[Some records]
________________________________________

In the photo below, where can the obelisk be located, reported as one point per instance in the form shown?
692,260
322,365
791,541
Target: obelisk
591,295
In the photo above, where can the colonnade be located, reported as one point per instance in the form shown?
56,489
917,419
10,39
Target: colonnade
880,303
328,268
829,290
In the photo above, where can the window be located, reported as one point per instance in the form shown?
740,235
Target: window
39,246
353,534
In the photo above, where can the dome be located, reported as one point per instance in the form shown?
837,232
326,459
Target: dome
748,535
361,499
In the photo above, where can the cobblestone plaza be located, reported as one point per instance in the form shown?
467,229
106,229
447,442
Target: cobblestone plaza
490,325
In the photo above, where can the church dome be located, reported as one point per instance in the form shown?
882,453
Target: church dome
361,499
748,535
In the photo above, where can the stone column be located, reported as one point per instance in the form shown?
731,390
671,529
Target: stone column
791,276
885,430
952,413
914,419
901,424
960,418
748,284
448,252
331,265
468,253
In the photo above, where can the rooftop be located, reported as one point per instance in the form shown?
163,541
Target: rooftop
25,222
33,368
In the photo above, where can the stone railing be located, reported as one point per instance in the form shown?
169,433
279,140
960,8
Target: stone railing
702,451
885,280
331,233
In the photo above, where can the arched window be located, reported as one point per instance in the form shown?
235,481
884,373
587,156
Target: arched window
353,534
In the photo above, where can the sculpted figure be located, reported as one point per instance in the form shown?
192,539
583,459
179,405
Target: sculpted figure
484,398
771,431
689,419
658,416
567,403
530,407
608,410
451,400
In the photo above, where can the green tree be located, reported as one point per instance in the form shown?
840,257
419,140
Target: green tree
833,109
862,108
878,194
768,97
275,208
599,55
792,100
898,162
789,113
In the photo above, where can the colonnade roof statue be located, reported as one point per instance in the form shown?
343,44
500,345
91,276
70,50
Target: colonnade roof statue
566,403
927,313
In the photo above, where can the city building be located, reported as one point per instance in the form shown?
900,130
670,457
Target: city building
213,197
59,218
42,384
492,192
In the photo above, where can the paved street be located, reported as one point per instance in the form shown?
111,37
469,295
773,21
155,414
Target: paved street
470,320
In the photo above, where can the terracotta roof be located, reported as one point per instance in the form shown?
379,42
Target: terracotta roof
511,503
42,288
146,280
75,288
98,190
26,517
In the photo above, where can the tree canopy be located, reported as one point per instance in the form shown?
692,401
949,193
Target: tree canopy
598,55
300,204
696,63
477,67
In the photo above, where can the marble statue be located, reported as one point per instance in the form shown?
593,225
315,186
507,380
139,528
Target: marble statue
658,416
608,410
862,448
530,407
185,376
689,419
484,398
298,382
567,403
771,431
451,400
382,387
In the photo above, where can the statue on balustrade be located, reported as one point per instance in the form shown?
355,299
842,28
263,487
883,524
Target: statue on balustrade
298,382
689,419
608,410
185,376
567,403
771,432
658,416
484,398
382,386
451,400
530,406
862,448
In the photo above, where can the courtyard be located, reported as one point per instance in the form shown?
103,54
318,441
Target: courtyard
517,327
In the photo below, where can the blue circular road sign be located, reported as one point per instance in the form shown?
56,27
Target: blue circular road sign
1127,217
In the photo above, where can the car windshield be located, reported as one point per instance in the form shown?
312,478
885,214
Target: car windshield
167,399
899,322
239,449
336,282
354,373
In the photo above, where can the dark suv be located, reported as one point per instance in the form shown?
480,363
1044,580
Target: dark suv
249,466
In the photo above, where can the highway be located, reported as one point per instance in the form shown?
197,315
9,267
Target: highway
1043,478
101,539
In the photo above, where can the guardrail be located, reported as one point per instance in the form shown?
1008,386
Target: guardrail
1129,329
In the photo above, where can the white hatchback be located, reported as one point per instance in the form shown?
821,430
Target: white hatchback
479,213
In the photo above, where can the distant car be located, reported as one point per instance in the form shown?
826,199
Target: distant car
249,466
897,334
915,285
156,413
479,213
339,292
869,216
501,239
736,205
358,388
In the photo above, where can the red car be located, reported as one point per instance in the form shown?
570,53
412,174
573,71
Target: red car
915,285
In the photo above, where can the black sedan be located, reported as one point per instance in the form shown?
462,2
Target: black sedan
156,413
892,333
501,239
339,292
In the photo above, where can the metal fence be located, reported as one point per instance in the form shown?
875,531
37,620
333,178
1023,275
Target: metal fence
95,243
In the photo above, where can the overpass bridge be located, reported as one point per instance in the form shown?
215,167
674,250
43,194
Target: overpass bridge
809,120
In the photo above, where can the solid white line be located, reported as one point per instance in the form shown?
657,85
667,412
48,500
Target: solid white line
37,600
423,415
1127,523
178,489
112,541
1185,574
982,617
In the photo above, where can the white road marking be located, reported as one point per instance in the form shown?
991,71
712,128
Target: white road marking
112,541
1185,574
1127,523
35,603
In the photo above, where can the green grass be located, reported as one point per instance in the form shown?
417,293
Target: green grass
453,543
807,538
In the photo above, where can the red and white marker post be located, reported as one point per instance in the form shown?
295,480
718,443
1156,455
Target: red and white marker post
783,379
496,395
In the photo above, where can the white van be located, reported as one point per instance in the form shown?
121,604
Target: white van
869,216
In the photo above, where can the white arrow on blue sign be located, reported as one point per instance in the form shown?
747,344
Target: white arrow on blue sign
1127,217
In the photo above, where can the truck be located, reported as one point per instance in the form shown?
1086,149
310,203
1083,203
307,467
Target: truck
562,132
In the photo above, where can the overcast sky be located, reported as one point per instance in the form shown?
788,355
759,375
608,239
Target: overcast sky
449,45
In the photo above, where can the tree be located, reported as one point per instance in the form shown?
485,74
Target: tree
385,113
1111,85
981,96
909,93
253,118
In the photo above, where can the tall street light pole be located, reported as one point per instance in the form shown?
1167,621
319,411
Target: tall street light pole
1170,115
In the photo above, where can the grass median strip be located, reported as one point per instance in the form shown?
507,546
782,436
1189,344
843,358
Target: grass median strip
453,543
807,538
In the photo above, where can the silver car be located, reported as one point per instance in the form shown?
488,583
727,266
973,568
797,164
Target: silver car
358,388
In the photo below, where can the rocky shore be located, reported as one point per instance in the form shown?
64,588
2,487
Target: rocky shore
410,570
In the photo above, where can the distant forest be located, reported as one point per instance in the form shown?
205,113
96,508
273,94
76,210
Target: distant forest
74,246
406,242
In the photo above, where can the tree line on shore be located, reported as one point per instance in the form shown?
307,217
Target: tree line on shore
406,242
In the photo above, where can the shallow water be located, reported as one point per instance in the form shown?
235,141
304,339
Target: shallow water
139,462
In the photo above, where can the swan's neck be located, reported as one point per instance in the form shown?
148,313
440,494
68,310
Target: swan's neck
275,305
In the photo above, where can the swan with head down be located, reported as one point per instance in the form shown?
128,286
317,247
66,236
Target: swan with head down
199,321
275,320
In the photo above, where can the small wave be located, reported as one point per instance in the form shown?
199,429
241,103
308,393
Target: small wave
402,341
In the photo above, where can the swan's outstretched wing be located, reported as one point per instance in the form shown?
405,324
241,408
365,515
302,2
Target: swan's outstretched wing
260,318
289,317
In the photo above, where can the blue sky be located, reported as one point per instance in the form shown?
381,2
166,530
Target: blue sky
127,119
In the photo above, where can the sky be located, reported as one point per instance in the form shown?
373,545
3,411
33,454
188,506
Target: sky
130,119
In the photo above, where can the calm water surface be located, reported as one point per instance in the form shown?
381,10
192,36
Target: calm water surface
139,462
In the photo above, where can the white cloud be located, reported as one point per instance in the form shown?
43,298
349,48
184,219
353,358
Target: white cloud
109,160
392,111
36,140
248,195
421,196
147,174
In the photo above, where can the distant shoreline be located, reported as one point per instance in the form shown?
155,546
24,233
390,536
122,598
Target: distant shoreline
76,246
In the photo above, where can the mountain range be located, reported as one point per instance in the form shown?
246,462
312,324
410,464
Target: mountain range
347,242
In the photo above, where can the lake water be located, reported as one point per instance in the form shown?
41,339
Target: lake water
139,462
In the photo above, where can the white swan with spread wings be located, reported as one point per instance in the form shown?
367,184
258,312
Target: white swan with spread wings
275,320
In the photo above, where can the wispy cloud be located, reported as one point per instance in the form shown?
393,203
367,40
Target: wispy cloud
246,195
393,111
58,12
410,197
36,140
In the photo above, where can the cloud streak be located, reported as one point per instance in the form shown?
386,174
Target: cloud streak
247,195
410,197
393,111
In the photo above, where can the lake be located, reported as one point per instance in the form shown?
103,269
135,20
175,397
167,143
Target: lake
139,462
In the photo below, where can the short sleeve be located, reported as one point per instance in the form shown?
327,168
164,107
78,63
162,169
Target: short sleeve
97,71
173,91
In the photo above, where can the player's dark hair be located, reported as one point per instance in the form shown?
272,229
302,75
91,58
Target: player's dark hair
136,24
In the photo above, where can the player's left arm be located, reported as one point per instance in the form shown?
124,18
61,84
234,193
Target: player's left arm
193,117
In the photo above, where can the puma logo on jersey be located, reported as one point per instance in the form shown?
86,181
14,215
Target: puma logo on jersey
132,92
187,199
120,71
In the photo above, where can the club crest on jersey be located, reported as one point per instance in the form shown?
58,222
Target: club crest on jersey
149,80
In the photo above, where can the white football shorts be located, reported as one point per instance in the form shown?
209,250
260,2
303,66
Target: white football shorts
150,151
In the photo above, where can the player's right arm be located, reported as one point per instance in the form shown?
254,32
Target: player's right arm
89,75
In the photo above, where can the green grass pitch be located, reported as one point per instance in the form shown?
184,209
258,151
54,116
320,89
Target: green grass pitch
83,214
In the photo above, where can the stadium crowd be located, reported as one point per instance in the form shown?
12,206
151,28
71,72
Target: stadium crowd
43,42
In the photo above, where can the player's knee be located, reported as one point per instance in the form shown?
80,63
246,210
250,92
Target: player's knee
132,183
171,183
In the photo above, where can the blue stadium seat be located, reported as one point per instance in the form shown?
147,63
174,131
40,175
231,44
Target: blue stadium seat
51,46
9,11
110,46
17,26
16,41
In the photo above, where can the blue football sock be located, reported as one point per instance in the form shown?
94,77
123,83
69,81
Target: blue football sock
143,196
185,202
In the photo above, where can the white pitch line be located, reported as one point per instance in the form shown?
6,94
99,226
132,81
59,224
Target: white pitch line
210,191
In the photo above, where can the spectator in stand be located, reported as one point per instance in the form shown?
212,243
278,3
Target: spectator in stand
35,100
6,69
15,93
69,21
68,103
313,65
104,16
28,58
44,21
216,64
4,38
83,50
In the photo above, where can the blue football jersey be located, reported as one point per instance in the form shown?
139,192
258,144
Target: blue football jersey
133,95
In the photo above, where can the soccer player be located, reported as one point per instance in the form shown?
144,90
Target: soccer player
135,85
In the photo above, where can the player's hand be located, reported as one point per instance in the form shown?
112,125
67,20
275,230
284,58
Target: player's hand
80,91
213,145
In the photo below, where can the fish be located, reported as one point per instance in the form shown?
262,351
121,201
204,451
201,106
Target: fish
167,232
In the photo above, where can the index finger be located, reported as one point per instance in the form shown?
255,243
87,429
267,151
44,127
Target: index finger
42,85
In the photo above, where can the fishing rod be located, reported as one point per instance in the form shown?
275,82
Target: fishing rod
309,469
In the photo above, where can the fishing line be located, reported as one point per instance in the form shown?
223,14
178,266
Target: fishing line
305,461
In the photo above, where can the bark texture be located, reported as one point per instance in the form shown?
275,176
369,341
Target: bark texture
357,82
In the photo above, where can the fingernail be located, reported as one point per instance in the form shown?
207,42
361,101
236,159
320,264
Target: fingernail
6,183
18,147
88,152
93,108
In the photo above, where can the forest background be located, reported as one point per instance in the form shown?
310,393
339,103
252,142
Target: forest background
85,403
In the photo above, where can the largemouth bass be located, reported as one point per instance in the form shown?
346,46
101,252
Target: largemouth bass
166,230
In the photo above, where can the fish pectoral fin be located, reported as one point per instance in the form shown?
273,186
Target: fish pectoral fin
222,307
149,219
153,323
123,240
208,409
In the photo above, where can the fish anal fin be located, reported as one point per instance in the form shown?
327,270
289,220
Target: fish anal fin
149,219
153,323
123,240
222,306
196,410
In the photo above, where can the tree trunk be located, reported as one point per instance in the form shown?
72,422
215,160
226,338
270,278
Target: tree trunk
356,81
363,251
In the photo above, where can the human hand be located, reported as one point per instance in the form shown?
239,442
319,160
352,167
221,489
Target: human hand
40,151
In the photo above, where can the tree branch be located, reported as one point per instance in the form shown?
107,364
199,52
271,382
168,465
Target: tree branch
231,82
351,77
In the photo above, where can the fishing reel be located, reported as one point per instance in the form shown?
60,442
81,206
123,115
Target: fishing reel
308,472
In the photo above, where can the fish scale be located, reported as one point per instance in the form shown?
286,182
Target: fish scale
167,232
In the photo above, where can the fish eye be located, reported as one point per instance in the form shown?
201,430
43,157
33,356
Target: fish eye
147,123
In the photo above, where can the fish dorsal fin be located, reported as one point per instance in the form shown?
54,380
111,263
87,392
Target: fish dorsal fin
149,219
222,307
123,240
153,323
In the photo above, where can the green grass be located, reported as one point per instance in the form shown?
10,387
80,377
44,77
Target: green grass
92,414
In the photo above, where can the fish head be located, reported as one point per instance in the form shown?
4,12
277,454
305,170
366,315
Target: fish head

________________________________________

Output the line holding "In the photo above, where can the fish scale", then every later line through the end of the records above, exactly as given and nothing else.

**SOLUTION**
In the photo above, where can the fish scale be located, reported as one point per instance in the form shown?
286,182
Target: fish scale
167,232
In the photo above, where can the fish eye be located, reported as one point per instance in the form shown?
201,430
43,157
33,356
Target: fish eye
147,123
In the photo above, where can the fish dorsal fin be located, reported as one point per instance in the form shown?
54,380
111,263
87,392
Target: fish dorsal fin
149,219
222,307
123,240
153,323
In the photo above, where can the green grass be located, reported as one point per instance in the form shown?
10,387
80,377
44,77
Target: green grass
92,414
In the photo above, where can the fish head be located, reported as one point per instance in the form shown?
4,12
277,454
305,170
366,315
Target: fish head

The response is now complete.